RECORDS start

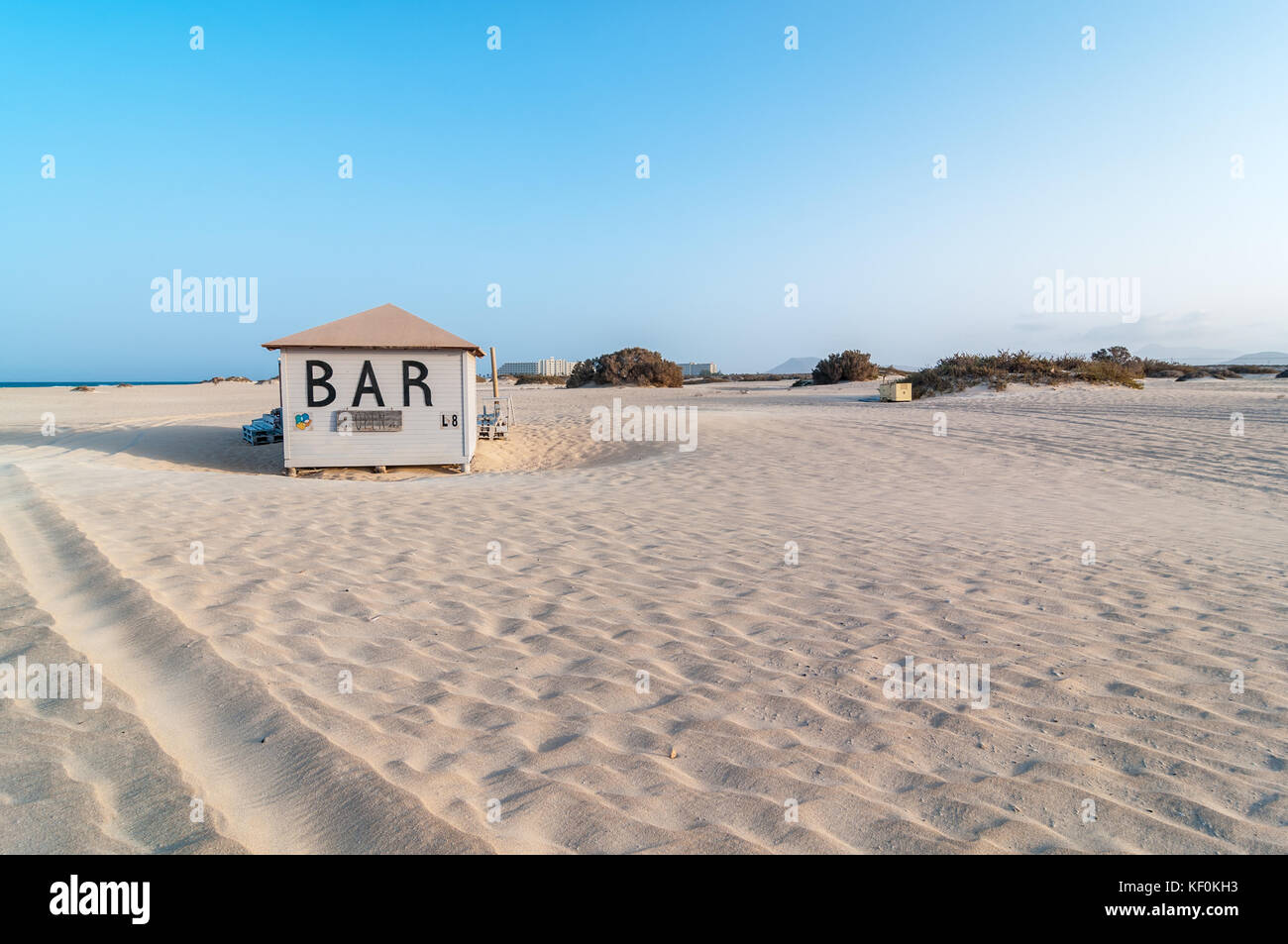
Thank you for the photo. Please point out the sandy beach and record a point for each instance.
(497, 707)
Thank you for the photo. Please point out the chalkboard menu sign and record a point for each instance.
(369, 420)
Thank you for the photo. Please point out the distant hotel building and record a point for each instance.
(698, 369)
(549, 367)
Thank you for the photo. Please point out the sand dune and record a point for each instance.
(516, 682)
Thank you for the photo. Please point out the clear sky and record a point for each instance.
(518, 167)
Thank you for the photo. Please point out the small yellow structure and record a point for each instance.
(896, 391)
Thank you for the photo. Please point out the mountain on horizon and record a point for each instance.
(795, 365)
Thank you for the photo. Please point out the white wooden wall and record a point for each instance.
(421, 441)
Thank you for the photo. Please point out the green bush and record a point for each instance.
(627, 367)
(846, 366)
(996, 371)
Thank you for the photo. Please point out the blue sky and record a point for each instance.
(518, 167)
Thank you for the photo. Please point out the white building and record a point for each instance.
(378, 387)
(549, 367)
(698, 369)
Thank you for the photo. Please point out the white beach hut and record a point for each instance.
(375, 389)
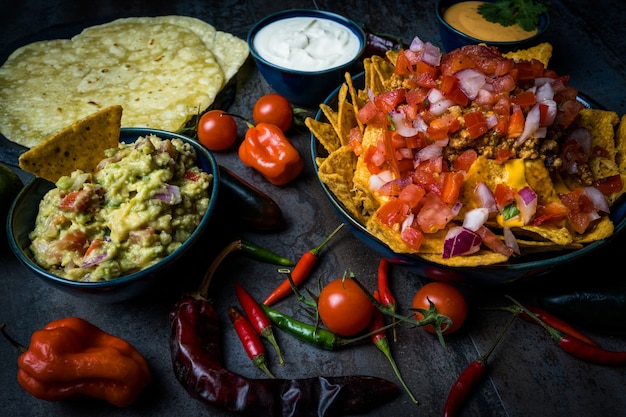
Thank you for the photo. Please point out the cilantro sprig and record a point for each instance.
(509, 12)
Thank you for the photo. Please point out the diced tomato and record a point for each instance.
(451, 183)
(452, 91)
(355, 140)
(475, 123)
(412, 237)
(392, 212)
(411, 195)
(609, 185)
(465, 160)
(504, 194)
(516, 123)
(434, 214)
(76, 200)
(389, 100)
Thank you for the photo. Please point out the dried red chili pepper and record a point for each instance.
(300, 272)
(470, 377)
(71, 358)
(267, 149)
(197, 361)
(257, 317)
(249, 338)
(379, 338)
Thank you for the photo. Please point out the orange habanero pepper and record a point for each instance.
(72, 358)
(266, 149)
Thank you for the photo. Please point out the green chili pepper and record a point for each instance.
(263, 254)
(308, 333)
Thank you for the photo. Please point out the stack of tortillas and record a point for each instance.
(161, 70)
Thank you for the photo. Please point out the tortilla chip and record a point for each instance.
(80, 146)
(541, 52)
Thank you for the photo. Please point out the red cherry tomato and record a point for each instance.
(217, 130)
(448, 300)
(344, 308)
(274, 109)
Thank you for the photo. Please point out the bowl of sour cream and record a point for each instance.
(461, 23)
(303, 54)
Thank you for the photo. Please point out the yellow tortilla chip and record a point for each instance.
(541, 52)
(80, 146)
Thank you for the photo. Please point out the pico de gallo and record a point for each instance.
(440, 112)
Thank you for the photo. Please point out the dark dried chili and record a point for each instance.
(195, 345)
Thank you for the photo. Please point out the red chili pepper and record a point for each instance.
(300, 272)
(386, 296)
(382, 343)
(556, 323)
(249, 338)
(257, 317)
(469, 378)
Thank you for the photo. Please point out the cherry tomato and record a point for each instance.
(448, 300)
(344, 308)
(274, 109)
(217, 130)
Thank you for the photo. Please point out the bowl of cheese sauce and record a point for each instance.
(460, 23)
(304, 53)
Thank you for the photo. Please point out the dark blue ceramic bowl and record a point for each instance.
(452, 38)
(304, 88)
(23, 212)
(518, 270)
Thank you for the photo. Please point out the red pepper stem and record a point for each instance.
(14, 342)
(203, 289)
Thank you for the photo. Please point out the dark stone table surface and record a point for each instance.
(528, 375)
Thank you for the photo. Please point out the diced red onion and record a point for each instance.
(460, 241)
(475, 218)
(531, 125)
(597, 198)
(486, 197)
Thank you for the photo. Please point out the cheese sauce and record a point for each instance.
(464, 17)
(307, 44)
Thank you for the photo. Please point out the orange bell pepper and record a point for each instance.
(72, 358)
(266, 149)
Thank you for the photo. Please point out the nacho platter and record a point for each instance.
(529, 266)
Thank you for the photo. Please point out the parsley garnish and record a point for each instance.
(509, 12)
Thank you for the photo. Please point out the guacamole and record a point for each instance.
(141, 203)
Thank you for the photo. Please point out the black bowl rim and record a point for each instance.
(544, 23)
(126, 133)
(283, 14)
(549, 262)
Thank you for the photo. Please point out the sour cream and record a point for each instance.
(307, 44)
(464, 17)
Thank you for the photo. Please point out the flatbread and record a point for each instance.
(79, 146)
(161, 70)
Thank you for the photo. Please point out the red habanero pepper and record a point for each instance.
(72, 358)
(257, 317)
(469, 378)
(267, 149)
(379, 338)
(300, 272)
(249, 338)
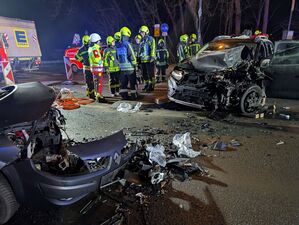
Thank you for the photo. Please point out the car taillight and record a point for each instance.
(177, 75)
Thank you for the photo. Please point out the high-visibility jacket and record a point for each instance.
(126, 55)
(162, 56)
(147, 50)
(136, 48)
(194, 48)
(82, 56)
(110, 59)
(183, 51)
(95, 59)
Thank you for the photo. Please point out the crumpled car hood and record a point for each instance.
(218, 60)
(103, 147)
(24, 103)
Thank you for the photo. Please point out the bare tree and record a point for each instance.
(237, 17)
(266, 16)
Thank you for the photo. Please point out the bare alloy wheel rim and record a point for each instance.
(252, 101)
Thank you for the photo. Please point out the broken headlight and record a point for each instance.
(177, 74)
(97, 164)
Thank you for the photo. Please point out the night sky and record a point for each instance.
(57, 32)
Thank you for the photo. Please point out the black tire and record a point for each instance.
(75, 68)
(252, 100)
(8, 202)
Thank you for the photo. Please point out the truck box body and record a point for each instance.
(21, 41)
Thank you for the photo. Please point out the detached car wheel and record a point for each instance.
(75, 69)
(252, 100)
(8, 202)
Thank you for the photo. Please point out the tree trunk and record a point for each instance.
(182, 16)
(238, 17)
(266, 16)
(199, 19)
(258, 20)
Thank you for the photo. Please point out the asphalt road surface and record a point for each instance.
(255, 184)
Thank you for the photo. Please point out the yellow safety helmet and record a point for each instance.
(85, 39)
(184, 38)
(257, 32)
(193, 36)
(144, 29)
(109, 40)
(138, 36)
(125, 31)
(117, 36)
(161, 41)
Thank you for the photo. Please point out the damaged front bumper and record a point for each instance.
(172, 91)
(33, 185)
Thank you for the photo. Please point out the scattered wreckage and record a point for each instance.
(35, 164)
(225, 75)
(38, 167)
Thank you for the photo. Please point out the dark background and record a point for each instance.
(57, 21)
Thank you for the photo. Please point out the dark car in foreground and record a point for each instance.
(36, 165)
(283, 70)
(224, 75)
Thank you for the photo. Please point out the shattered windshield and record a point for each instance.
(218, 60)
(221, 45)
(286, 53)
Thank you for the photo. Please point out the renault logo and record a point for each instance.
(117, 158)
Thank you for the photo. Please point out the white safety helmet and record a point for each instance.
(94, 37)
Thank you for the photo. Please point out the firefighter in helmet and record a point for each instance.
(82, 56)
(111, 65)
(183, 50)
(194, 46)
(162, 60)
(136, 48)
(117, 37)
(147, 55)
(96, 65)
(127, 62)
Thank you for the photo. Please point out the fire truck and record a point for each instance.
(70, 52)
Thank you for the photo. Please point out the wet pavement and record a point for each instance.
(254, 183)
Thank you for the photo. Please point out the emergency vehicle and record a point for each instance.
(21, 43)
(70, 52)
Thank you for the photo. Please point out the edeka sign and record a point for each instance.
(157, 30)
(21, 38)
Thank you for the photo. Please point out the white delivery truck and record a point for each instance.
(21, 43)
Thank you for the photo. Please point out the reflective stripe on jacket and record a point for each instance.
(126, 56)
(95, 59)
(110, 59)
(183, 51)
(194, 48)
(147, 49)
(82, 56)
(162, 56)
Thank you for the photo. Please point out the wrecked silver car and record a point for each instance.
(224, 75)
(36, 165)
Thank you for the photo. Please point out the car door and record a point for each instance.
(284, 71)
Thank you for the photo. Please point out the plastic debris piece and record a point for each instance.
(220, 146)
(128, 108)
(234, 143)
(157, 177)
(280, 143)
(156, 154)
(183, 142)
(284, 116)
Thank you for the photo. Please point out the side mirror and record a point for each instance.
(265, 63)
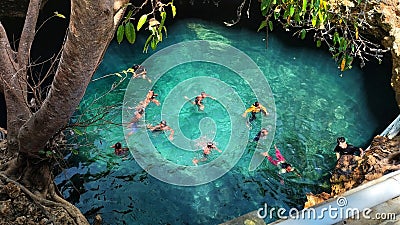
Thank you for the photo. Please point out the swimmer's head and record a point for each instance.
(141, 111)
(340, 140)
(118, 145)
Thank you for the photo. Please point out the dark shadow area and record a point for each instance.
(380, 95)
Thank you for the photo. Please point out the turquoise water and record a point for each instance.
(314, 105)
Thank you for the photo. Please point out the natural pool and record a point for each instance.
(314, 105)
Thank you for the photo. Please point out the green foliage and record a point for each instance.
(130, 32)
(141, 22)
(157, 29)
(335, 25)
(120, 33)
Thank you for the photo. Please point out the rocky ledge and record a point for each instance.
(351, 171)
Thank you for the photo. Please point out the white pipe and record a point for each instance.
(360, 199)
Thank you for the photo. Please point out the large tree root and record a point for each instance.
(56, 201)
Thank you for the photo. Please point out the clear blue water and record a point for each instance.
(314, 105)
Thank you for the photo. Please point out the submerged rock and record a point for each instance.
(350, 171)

RECORDS end

**SHORT TASK**
Rewrite the part of the items that opens with the line containing "Thank you for the photo. Please point out the rocky" and runs through the end of the items as a Markdown table with the columns Row and Line. Give each line a row number and leave out blank lines.

**RESPONSE**
| Row | Line |
|---|---|
| 1 | Thank you for the photo. Please point out the rocky ledge and record a point for each instance. |
| 2 | (351, 171) |
| 3 | Thank you for the photo. Please point out the white pipe and record a point for each instance. |
| 4 | (360, 199) |
| 5 | Thank you for the photo. Please point out the large tree root and record a point for each instance. |
| 6 | (56, 201) |
| 7 | Thank you for the photo. Please point out the clear blue water and record a point for each instance. |
| 8 | (314, 105) |
| 9 | Thank you for the photo. Please point out the submerged rock and record a point for each instance. |
| 10 | (350, 171) |